PROBLEM TO SOLVE — Read through the entries below and return each line with the word "worker".

TASK DATA —
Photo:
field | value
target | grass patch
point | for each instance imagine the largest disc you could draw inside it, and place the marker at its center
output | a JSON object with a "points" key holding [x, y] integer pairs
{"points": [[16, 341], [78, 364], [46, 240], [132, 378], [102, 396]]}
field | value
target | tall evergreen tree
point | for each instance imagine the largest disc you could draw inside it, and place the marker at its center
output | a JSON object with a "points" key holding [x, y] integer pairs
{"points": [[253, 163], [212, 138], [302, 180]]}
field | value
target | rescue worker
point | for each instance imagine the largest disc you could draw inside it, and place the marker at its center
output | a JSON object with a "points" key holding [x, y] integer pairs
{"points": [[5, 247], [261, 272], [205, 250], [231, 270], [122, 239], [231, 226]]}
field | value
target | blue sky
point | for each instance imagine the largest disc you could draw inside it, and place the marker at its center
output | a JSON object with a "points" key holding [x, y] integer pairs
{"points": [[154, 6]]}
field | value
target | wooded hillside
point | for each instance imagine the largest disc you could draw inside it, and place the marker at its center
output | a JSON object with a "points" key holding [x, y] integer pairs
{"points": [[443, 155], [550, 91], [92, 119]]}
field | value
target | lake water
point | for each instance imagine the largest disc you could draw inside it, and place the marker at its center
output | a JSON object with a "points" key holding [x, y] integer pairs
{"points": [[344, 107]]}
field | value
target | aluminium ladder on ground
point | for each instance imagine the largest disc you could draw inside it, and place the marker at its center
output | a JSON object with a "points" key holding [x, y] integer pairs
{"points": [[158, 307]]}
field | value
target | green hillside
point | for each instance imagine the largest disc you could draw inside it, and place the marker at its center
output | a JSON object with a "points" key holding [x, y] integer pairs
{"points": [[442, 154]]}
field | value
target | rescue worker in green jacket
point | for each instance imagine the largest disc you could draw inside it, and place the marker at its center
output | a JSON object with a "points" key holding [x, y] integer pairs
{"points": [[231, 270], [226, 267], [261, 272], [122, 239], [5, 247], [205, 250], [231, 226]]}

EXERCISE OUTPUT —
target | rescue worker
target | rescue worker in green jacket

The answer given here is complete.